**Instructions**
1 > In the passage on Blood Boas, what process does the writer compare their coloring to?
2 > Quote the Blood Boa passage word for word, starting at "What is a Blood" and ending at "from non-blood Boas.".
3 > Continue the passage about Blood Boas, picking up after its last sentence.

**Passage shown**
"""
What is a Blood Boa?
I have thought about this for a long time and have some ideas I thought I would put out there. So here goes.
Blood Boas are not the most intensely red Boas out there. In fact the red on several bloodlines far surpasses the red of Blood Boas. Most are more orange while some are more yellow than red. Blood Boas have a unique way of revealing their colors that sets them apart and distinguishable from non-blood Boas.
Boas have colors that I believe are achieved through a layering process. This process will leave many colors distinct from each other. This is not the case in Blood Boas. Blood Boas have a blend of all the colors on the animal. Let me try to explain; it's sort of like using a silk screening process to create an image. When you are done you have a wide range of colors that are separate from each other. You can create an image with widely varying colors throughout the image by laying on those colors in a multi step process. However, if you were silk screening the color onto a Blood Boa, you could use all the different layers you want, but only one color of ink would be used with the only differences being the intensity of the color applied. Within Blood Boas you have one basic color or tone with varying degrees of intensity of the color revealing themselves. Blood Boas are really single color animals not diverging from the basic tone of the over all animal. You even see it in the case of an Albino Blood. Same color shown in varying degrees of intensity.
"""
**Source information**
"""
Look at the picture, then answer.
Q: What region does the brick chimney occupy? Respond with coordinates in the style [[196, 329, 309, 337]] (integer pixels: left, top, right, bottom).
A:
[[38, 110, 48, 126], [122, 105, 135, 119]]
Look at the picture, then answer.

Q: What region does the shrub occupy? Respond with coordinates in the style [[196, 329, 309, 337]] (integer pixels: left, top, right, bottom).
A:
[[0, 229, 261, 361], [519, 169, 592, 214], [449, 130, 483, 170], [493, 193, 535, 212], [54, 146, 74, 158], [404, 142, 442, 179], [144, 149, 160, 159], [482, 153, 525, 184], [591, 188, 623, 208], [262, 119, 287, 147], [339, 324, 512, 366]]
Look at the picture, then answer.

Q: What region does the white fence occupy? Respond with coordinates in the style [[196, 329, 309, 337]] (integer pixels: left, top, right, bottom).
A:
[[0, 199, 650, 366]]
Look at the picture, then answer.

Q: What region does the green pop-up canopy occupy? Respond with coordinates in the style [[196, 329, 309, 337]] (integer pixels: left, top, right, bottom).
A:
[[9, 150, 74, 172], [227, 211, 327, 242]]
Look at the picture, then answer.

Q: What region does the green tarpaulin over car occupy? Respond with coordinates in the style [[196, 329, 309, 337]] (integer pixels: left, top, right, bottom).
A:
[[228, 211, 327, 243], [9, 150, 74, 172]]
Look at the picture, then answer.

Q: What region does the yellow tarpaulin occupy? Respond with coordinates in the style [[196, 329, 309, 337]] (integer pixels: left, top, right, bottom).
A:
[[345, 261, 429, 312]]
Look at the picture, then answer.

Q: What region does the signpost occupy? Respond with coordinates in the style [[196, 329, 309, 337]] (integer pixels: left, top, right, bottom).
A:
"""
**Results in order**
1 > A silk screening process.

2 >
What is a Blood Boa?
I have thought about this for a long time and have some ideas I thought I would put out there. So here goes.
Blood Boas are not the most intensely red Boas out there. In fact the red on several bloodlines far surpasses the red of Blood Boas. Most are more orange while some are more yellow than red. Blood Boas have a unique way of revealing their colors that sets them apart and distinguishable from non-blood Boas.

3 >
In non-Blood Boas when the colors are produced that make the pattern we see on the animal, there is incredible variation of those colors. It’s like a painter who has scores of colors on his pallet that he uses to paint the Boa. In the case of the Blood Boa, for whatever reason, when the genetic blue print comes together, it is as if there is the same painter prepared to do his job but his pallet is covered with a wide range of different intensity of color, but it is the same tone of one basic color creating a recognizably different animal. The Blood Boa.
I do think that we can impact the color that we will see in Blood Boas in the future. Bringing more red color to the project will necessarily produce redder Blood Boas. At least that is my hope. The other thing that would be cool to do to Blood Boas would be to make them less muddy as they get older. The Bloody Salmons that I have seen have made some improvements on this. So other than removing all the black as in Albinos, how do we make Blood Boas with less black influence? A T-Positive Blood would be cool. A Paradigm Blood would be great as well. How about a Prodigy Blood Boa? Hhmmm... Jungle Blood Boa? There are many options with years to make them each happen. The future is bright for the Blood Boas for sure and I am looking ahead.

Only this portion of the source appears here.